[Problem statement] Print out the data below in full, exactly as written.

(Free-text object descriptions)
..............................

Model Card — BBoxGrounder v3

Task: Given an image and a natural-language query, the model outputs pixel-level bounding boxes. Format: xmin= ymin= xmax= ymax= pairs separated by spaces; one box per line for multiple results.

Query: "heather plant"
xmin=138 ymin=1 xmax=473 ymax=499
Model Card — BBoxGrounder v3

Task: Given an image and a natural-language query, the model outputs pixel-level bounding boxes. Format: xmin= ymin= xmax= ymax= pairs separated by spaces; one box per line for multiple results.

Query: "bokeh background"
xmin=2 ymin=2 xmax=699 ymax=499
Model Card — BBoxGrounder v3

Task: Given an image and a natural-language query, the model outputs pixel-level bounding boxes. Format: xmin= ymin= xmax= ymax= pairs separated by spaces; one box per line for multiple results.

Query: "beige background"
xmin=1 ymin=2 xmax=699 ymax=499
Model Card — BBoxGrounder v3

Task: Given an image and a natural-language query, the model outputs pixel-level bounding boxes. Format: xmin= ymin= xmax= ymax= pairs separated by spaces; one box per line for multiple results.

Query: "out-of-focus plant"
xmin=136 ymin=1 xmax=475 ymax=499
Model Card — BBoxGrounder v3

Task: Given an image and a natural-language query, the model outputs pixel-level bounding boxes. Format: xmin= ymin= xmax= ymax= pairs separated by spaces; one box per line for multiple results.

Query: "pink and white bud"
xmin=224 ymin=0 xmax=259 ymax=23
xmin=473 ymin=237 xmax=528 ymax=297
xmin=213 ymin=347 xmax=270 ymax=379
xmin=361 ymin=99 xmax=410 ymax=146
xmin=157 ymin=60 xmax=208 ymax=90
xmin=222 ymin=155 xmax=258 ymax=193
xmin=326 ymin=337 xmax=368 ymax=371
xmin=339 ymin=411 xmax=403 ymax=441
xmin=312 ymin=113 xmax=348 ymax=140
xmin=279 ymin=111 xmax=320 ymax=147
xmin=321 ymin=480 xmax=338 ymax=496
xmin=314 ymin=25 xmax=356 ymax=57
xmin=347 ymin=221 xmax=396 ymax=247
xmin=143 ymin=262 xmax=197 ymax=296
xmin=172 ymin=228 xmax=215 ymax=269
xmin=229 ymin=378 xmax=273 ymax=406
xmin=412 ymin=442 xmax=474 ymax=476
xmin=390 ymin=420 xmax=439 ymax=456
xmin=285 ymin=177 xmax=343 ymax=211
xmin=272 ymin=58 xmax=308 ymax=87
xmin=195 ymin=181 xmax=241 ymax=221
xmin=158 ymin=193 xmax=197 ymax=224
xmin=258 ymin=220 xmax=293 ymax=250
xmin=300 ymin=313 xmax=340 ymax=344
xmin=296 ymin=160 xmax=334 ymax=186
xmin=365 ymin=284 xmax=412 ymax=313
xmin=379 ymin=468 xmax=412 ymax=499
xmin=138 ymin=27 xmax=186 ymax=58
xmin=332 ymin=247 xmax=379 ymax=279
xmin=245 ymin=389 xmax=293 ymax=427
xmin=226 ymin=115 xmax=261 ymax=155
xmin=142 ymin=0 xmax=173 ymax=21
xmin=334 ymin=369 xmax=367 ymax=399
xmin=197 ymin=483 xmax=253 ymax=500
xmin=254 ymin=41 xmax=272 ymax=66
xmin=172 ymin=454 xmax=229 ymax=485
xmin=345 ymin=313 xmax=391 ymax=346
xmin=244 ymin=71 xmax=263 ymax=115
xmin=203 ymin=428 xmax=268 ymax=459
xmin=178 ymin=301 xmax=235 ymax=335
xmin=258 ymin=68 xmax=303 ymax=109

..............................

[Solution to this exercise]
Model Card — BBoxGrounder v3

Task: Given an image and a natural-language query, the model outputs pixel-level bounding boxes. Format: xmin= ymin= xmax= ymax= pairs separated by spaces; one box per line for multiple results.

Query: "heather plant"
xmin=138 ymin=1 xmax=473 ymax=499
Model Card — BBoxGrounder v3

Task: Given an image and a natural-language query, the model outputs pixel-level bounding boxes. Format: xmin= ymin= xmax= ymax= pairs separated by spaces; one box per line for multiple results.

Query: "bokeh background"
xmin=2 ymin=2 xmax=699 ymax=499
Model Card — BBoxGrounder v3

Task: Given an image and a natural-language query, the model outputs pixel-level bounding boxes. Format: xmin= ymin= xmax= ymax= pairs separated by spaces; one box per line for multiple results.

Query: "beige background"
xmin=1 ymin=2 xmax=699 ymax=499
Model Card — BBoxGrounder v3

Task: Given an image and a natural-language query, the model outputs pixel-level bounding boxes. Format: xmin= ymin= xmax= ymax= pairs separated by spaces; one box per line for multiple results.

Query: "out-of-focus plant"
xmin=136 ymin=1 xmax=475 ymax=499
Model Card — BBoxGrounder v3

Task: Given an image and a natural-language query, the model outputs pixel-level bounding boxes. Format: xmin= ymin= xmax= ymax= pairs separated by spaces; one box per line for multiple results.

Query: "pink and white bud"
xmin=224 ymin=0 xmax=259 ymax=23
xmin=473 ymin=237 xmax=528 ymax=297
xmin=213 ymin=347 xmax=270 ymax=379
xmin=361 ymin=99 xmax=410 ymax=146
xmin=157 ymin=60 xmax=208 ymax=90
xmin=222 ymin=155 xmax=258 ymax=193
xmin=326 ymin=337 xmax=368 ymax=371
xmin=339 ymin=411 xmax=403 ymax=441
xmin=312 ymin=113 xmax=348 ymax=140
xmin=279 ymin=111 xmax=320 ymax=147
xmin=321 ymin=480 xmax=338 ymax=496
xmin=314 ymin=25 xmax=356 ymax=57
xmin=347 ymin=221 xmax=396 ymax=247
xmin=143 ymin=262 xmax=197 ymax=296
xmin=172 ymin=228 xmax=215 ymax=269
xmin=229 ymin=378 xmax=273 ymax=406
xmin=412 ymin=442 xmax=474 ymax=476
xmin=390 ymin=420 xmax=439 ymax=456
xmin=285 ymin=177 xmax=343 ymax=211
xmin=272 ymin=58 xmax=308 ymax=87
xmin=195 ymin=181 xmax=241 ymax=221
xmin=158 ymin=193 xmax=197 ymax=224
xmin=258 ymin=220 xmax=293 ymax=250
xmin=300 ymin=313 xmax=340 ymax=344
xmin=296 ymin=160 xmax=334 ymax=186
xmin=365 ymin=284 xmax=412 ymax=313
xmin=379 ymin=468 xmax=412 ymax=499
xmin=138 ymin=27 xmax=186 ymax=58
xmin=332 ymin=247 xmax=379 ymax=279
xmin=245 ymin=389 xmax=293 ymax=427
xmin=226 ymin=115 xmax=261 ymax=155
xmin=142 ymin=0 xmax=173 ymax=21
xmin=334 ymin=369 xmax=367 ymax=399
xmin=197 ymin=483 xmax=253 ymax=500
xmin=254 ymin=41 xmax=272 ymax=66
xmin=172 ymin=454 xmax=229 ymax=485
xmin=345 ymin=313 xmax=391 ymax=346
xmin=244 ymin=71 xmax=263 ymax=115
xmin=203 ymin=428 xmax=268 ymax=459
xmin=178 ymin=301 xmax=235 ymax=335
xmin=258 ymin=68 xmax=303 ymax=109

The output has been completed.